Mayor of Brussels
- In office 20 July 1993 – 24 March 1994
- Preceded by: Hervé Brouhon
- Succeeded by: Freddy Thielemans

Personal details
- Born: 18 January 1940 Uccle, Belgium
- Died: 9 November 2000 (aged 60) Namur, Belgium
- Party: Humanist Democratic Centre
- Occupation: Politician

= Michel Demaret =

Belgian politician

Michel Demaret (18 January 1940 – 9 November 2000) was a Belgian politician who briefly served as mayor of the City of Brussels from July 1993 to March 1994.

==Popular TV hero==
Originally a club bouncer of humble origin from the Marolles neighbourhood, his general attitude and manner of speech made him a target for jokes, but also for popularity among many electors and TV viewers, particularly after the broadcasting of two documentaries about him, at that time still a low level employee at the Retirement Office, by Fait Divers, a famous Belgian television magazine, realized in 1971 and 1972 by Jean-Jacques Péché and Pierre Manuel, Les Fonctionnaires (the Public Servants) and Week-end ou la qualité de la vie (Week end or quality of life). The magazines have been put on the air a lot of times in the next quarter of a century by the Belgian TV, always with a high success. Another documentary, Tel qu'en lui-même enfin (Finally as himself) was made in 1997 by the Strip Tease magazine, filmed at the peak of Demaret's political career.

+-------+

WRITTEN TASK 1
Quote the Michel Demaret article word for word, starting with the passage that contains "Michel Demaret (18" and ending with "to March 1994.".
WRITTEN TASK 2
Answer these questions from the Michel Demaret article:
(a) Who preceded Demaret as mayor of Brussels?
(b) In what town was Demaret born?
(c) Which magazine made the 1997 documentary about him?
WRITTEN TASK 3
Write what comes next in the Michel Demaret article, picking up after its final sentence.

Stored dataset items
+-------+

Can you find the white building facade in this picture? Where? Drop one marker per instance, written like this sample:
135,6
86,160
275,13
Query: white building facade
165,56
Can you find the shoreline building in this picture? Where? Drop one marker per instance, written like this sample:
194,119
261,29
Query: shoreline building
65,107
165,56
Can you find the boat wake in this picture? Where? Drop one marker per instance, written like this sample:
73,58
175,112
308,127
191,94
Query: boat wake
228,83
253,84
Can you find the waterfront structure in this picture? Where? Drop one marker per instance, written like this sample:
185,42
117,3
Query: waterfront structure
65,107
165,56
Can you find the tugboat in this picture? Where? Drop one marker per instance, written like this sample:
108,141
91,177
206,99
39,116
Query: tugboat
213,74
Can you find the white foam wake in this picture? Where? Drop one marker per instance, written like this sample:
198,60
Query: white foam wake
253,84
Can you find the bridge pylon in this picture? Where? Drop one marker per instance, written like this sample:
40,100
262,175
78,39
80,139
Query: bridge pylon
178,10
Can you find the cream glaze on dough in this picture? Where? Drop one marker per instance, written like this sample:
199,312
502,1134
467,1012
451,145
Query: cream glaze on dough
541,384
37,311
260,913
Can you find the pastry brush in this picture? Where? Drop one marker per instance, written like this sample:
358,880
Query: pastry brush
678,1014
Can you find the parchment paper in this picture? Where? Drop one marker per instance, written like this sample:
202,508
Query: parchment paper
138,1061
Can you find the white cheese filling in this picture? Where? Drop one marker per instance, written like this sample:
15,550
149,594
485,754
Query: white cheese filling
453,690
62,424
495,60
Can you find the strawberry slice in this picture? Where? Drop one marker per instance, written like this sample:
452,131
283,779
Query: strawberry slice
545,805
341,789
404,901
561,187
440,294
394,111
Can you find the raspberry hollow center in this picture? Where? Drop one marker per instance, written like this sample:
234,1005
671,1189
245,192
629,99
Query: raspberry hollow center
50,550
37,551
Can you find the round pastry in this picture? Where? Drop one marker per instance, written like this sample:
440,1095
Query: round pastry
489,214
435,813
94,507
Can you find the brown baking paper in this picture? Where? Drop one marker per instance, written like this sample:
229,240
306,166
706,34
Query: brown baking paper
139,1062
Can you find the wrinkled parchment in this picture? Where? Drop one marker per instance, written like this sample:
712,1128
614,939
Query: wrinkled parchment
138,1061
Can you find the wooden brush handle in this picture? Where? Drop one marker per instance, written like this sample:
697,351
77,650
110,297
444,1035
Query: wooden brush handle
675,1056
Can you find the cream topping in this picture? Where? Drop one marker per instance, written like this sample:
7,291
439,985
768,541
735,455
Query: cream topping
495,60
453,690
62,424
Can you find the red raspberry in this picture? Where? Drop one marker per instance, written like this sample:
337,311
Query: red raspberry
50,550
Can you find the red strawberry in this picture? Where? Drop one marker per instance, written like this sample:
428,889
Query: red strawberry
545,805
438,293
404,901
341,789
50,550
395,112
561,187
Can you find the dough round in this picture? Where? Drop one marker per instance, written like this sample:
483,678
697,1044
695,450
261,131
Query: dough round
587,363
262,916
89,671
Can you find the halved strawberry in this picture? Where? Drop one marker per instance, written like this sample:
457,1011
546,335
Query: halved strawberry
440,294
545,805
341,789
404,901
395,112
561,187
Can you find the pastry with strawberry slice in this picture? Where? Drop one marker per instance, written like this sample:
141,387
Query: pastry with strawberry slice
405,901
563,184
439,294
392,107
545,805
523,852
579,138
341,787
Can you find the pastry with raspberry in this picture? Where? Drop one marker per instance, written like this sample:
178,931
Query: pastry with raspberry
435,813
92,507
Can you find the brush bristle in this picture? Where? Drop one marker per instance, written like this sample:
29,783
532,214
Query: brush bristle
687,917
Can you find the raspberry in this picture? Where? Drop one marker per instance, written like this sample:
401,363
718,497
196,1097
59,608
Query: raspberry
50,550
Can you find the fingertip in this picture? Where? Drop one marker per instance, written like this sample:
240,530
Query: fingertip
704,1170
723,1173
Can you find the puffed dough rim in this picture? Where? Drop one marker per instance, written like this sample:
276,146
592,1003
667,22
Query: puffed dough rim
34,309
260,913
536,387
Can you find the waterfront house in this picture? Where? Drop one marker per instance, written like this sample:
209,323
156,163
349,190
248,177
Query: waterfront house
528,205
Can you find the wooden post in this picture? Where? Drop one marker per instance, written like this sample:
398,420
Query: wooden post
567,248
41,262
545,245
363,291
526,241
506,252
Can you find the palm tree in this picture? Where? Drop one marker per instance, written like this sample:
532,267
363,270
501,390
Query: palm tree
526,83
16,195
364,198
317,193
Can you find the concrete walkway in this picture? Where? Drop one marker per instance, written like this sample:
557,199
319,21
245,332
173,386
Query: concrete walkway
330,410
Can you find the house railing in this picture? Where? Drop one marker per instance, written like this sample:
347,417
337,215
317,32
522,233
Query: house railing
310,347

+-------+

EXERCISE RESULT 1
Michel Demaret (18 January 1940 – 9 November 2000) was a Belgian politician who briefly served as mayor of the City of Brussels from July 1993 to March 1994.

EXERCISE RESULT 2
(a) Hervé Brouhon
(b) Uccle, Belgium
(c) Strip Tease

EXERCISE RESULT 3
==Popular politician==
After the first documentaries, he was recruited by the former Prime Minister Paul Vanden Boeynants for his Belgian Christian Social Party. He became alderman for the Registry Offices (1976–1982), for Registry Offices, Urbanism and Personnel (1982–1988) and for Public Works and Communal Properties (1988–1994), he was also briefly interim Mayor of Brussels from 20 July 1993 to 24 March 1994, after the death of Hervé Brouhon. He was the only Christian Social mayor in the city's political history, as his mentor Vanden Boeynants was under judicial enquiry each time he tried to rise to this function. He was president of the Foyer Laekenois/Lakense Haard social housing association from 1978, a function that made it possible for him to enlarge his clientelist practices. He was also a member of the Parliament of the Brussels-Capital Region (from 12 July 1989 till 1999).

==Controversy==
A corpulent man, Michel Demaret was popularly known as Dikke Mich (Fat Mike in Dutch), or Monsieur 10% (Mister 10% in French), for his reputation of taking 10% for each contract as alderman for Public Works.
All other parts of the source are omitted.